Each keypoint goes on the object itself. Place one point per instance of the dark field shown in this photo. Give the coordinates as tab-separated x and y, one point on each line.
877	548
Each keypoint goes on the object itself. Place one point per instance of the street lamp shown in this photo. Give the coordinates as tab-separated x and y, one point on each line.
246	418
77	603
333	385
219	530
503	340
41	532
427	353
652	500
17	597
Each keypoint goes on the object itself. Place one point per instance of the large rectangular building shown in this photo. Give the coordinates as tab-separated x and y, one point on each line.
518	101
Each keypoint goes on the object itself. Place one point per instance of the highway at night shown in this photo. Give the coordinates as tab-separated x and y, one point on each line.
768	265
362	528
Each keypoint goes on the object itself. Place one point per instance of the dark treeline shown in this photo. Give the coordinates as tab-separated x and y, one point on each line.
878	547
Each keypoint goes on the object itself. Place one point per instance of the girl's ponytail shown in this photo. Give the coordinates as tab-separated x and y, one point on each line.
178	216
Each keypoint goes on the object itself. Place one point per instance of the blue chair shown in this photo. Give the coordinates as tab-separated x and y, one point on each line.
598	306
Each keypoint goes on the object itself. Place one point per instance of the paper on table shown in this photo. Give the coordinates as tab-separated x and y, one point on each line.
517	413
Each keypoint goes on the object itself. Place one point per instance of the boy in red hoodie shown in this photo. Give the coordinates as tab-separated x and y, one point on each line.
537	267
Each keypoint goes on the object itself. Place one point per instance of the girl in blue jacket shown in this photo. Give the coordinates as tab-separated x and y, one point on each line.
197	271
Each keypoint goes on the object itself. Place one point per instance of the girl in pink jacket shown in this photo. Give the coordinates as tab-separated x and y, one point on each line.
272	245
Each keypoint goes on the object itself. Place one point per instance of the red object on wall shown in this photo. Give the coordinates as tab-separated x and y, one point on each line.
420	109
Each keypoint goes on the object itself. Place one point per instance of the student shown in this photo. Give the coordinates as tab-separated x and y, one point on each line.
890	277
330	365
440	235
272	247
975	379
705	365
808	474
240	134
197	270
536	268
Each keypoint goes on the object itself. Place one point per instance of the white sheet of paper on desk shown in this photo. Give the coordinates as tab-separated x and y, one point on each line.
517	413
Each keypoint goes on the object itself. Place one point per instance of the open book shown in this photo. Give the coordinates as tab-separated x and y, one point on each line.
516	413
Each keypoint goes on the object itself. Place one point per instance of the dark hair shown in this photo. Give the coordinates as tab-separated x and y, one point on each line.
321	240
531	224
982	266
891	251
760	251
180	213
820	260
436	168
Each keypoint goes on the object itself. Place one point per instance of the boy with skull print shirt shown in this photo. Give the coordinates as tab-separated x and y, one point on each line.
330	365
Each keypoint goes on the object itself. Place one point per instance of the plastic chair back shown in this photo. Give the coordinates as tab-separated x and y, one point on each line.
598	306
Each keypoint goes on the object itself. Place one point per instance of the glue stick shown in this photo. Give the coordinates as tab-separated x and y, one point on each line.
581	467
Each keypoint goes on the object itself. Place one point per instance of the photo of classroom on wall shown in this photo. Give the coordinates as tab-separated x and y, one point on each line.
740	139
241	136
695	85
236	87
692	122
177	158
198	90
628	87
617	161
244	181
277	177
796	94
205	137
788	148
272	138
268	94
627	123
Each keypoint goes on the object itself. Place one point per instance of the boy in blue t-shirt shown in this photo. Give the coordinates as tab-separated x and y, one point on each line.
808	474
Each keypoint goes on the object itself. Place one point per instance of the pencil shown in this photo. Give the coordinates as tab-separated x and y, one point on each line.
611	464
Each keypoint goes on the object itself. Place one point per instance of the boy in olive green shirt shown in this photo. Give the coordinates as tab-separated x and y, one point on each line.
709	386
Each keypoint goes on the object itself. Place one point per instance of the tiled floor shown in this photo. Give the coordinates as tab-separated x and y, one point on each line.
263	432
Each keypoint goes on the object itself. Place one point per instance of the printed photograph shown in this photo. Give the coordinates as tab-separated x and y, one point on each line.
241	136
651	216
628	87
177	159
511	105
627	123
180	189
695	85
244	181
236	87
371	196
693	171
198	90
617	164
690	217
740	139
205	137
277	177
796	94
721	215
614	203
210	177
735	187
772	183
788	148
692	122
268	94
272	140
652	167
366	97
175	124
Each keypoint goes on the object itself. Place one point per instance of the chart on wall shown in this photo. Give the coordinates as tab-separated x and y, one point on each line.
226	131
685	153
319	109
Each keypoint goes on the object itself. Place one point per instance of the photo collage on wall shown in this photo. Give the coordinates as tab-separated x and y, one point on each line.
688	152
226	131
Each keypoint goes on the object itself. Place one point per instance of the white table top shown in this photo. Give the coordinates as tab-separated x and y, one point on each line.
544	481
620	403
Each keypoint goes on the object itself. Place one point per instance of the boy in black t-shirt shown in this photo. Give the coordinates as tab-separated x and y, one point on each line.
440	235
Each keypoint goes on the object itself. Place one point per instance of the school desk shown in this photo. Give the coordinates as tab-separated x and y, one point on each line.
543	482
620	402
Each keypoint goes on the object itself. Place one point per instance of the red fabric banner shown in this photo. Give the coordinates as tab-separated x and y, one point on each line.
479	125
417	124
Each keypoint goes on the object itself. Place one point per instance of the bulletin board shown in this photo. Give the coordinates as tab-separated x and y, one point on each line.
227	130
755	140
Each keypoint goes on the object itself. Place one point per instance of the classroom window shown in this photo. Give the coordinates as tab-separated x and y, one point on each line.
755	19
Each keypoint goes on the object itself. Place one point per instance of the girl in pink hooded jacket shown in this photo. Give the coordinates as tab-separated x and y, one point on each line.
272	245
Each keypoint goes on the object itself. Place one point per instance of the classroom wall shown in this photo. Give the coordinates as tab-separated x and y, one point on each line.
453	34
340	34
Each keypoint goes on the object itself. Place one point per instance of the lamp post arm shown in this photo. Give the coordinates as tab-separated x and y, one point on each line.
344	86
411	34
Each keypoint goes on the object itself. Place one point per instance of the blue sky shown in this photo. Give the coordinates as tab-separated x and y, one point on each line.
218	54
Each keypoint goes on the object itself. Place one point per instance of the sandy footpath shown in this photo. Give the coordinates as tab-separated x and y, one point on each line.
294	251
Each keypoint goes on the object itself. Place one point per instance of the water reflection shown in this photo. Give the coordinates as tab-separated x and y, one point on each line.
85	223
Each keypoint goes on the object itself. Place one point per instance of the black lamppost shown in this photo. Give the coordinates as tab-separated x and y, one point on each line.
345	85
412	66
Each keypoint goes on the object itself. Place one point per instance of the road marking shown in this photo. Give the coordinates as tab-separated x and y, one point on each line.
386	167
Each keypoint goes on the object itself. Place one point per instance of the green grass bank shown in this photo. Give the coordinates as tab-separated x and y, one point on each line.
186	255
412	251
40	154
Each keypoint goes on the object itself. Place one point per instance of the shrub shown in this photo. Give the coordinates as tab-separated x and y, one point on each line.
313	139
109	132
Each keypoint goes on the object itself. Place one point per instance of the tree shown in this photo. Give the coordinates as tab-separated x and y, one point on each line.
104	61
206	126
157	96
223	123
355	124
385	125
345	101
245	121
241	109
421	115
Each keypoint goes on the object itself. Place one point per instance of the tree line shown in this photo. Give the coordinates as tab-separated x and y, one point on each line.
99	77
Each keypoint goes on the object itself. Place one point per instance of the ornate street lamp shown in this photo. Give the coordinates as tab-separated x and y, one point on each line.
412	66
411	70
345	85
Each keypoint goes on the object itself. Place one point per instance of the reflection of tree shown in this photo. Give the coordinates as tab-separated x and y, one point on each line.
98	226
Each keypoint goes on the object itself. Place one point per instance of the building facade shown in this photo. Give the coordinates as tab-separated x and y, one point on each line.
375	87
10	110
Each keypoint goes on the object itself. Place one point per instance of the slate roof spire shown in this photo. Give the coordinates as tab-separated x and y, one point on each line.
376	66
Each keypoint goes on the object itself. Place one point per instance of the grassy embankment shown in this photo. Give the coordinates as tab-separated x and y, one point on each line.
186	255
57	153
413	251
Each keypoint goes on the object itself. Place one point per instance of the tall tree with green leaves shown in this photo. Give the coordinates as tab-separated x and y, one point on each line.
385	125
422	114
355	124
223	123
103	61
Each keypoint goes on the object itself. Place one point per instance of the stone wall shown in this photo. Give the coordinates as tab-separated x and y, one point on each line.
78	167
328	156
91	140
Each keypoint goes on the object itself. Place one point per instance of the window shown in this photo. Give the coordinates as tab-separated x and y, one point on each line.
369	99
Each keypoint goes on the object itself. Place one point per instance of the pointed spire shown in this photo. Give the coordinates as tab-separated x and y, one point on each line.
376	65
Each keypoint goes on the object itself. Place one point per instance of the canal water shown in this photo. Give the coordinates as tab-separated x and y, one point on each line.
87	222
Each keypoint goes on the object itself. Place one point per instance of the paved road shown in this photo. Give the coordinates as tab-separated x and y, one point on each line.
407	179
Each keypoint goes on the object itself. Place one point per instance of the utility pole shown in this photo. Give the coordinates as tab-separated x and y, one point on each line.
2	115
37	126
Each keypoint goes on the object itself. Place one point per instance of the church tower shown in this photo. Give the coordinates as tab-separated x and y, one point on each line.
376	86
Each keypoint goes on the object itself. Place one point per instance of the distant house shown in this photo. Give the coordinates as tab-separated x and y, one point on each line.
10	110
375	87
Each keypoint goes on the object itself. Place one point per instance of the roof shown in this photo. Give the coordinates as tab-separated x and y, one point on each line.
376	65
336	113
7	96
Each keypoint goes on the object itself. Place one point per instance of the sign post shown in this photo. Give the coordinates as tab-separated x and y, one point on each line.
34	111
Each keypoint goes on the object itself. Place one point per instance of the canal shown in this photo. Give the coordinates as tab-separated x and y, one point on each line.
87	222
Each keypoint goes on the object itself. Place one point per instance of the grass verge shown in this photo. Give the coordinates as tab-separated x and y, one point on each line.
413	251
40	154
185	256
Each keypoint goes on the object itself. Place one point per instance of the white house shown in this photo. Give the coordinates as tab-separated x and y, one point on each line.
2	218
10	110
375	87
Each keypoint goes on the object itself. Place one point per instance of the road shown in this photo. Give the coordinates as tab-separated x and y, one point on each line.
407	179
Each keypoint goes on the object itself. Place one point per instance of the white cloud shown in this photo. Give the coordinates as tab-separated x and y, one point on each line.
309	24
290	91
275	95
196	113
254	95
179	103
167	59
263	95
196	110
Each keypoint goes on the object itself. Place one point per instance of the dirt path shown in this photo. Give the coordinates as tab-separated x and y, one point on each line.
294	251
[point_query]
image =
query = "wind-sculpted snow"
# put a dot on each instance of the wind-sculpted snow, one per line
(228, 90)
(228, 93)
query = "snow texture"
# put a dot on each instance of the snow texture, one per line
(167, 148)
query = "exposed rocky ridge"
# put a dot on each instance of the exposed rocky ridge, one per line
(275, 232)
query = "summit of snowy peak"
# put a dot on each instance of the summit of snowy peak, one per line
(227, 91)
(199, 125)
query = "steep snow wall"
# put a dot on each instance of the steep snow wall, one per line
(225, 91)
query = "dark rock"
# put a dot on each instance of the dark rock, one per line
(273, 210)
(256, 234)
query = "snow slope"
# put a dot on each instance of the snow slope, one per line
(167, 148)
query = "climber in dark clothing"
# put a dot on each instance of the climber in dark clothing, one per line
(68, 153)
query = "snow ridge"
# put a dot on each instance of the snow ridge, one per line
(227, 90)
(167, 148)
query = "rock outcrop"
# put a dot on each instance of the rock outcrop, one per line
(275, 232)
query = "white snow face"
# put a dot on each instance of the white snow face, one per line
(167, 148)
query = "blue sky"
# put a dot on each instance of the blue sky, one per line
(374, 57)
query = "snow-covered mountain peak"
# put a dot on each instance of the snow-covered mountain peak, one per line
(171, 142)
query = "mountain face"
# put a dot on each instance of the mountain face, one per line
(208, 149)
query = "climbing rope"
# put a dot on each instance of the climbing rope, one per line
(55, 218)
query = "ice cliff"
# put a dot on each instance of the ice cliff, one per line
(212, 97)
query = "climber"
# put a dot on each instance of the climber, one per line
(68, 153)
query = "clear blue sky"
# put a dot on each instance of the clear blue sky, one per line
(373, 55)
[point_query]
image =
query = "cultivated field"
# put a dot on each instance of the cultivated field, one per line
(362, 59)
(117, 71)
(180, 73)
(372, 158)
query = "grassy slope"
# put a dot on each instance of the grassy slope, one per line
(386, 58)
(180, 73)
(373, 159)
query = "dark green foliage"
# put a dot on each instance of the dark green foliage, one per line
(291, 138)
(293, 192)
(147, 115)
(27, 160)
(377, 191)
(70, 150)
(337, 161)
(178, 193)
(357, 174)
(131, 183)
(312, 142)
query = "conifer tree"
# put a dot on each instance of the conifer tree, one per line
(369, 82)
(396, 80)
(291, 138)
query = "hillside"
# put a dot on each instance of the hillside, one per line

☆ ☆ ☆

Go through the items above and copy out every line that contains the word "ridge".

■ Exercise solution:
query = "exposed rocky ridge"
# put a dot on each instance of the exposed rocky ridge, one per line
query = "snow ridge"
# put a dot on each instance of the snow ridge, one per line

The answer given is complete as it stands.